Please render everything from the start of the data down to the line containing "Outline every instance of the jacket collar.", that line included, as a Markdown table with the columns No. and Text, omitting any blank lines.

◆ ◆ ◆ ◆

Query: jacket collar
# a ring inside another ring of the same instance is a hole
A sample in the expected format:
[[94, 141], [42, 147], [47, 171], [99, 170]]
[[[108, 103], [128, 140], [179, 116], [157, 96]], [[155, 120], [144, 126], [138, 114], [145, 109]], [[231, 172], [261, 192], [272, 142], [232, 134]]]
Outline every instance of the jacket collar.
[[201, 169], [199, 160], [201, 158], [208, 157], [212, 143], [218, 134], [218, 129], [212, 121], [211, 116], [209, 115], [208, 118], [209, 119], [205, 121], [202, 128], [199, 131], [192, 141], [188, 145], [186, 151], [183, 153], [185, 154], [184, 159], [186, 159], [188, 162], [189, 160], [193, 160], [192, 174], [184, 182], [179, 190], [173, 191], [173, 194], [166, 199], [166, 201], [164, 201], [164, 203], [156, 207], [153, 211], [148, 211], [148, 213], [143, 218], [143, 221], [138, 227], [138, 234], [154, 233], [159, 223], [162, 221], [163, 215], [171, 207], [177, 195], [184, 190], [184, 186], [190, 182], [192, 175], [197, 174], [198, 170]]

◆ ◆ ◆ ◆

EXPECTED OUTPUT –
| No. | Text |
|---|---|
| 1 | Query: jacket collar |
| 2 | # a ring inside another ring of the same instance is a hole |
| 3 | A sample in the expected format: |
| 4 | [[94, 141], [42, 147], [47, 171], [99, 170]] |
| 5 | [[[108, 103], [128, 140], [179, 116], [157, 96]], [[155, 120], [144, 126], [138, 114], [145, 109]], [[231, 172], [261, 192], [272, 142], [232, 134]]] |
| 6 | Outline every instance of the jacket collar. |